** begin GIVEN RECORDS **

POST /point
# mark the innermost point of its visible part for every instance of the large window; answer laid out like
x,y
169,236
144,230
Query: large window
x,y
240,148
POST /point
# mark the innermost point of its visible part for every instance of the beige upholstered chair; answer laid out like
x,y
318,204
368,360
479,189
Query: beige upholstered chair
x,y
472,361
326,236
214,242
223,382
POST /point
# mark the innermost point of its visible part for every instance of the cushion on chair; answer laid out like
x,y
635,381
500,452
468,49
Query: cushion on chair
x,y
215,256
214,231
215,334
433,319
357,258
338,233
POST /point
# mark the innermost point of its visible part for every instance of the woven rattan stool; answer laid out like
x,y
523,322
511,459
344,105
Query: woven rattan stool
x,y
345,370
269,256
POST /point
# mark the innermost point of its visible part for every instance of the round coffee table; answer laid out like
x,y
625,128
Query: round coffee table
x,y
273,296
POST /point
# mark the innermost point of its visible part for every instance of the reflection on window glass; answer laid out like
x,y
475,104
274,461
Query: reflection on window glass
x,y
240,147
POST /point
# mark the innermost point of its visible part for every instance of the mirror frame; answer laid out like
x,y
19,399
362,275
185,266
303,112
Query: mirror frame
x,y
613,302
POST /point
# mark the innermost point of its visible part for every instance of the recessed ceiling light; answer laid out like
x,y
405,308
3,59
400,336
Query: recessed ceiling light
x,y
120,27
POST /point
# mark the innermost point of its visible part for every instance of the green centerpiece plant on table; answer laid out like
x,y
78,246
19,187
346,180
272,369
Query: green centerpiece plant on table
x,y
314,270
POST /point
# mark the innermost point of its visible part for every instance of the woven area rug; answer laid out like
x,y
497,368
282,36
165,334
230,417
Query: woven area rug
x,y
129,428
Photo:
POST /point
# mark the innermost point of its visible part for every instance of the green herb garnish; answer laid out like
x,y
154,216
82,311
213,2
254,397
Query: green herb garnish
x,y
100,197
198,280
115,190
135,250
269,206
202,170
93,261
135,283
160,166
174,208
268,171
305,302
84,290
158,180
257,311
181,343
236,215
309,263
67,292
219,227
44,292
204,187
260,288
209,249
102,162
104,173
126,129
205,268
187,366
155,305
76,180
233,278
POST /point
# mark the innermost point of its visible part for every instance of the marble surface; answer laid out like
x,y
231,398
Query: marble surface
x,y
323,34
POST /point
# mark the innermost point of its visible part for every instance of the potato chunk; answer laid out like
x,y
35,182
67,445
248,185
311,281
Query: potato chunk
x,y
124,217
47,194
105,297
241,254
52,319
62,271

** end GIVEN RECORDS **

> **TASK TO COMPLETE**:
Give the entries again in full, exactly as they are written.

> **FULL OUTPUT**:
POST /point
# mark the innermost point of its visible part for every instance of the large window; answer laid out like
x,y
169,236
144,230
Query: large window
x,y
240,148
POST /point
# mark the innermost point of its visible part for every instance of the beige upholstered chair; answer laid out like
x,y
318,204
368,360
479,189
Query: beige upholstered chair
x,y
472,361
326,236
214,242
223,382
POST /point
# mark the innermost point of its visible part for every instance of the cushion on chair; answer laid out like
x,y
635,381
500,452
468,49
Query: cushion on chair
x,y
215,256
214,231
215,334
433,319
357,258
338,233
POST /point
# mark the innermost point of its visible part for every instance of the woven rattan stool; answer laid out like
x,y
523,322
511,459
344,105
Query: woven rattan stool
x,y
345,370
269,256
POST /point
# mark the innermost point of its visible part for every instance of the round coffee table; answer laid out like
x,y
625,128
Query: round coffee table
x,y
273,296
POST /point
# mark the innermost point of its visible part for every instance of the reflection on window glass; answer laid out like
x,y
475,104
274,461
Query: reflection on window glass
x,y
240,147
POST /point
# mark the innermost point of its visible part for every instance of the mirror frame; answer laid out like
x,y
19,399
362,275
185,266
303,112
Query: mirror frame
x,y
613,302
POST /point
# mark the innermost point of its visible part for every instance of the recessed ceiling light; answer laid out like
x,y
405,308
3,59
400,336
Query: recessed ceiling light
x,y
120,27
POST /point
# mark the innermost point of its visible part for every instance of the green centerpiece plant on table; answer laid out like
x,y
78,246
19,187
346,180
272,369
Query: green centerpiece plant on table
x,y
314,270
POST /point
# mark the innermost point of its visible part for every instance of the woven area rug; answer laid out like
x,y
497,368
282,36
165,334
230,417
Query: woven area rug
x,y
129,428
Photo:
POST /point
# mark the innermost point of its visible part for every instance of the green herb garnish; answer laid out like
x,y
154,216
82,311
213,2
254,397
Query: green herb garnish
x,y
100,197
198,280
115,190
135,250
269,206
202,170
93,261
135,283
160,166
174,208
268,171
305,302
84,290
158,180
257,311
181,343
236,215
309,263
67,292
219,227
44,292
204,187
260,288
209,249
102,162
104,173
126,129
205,268
187,366
155,305
76,180
233,278
POST /point
# mark the innermost point of its visible part for every instance of the marble surface; answer laid out like
x,y
231,398
Query: marble surface
x,y
323,34
POST /point
# mark the innermost point of its visible part for every instance of the potato chunk; answer laid out like
x,y
35,182
67,445
248,185
311,281
Query: potato chunk
x,y
124,217
47,194
105,297
241,254
52,319
62,271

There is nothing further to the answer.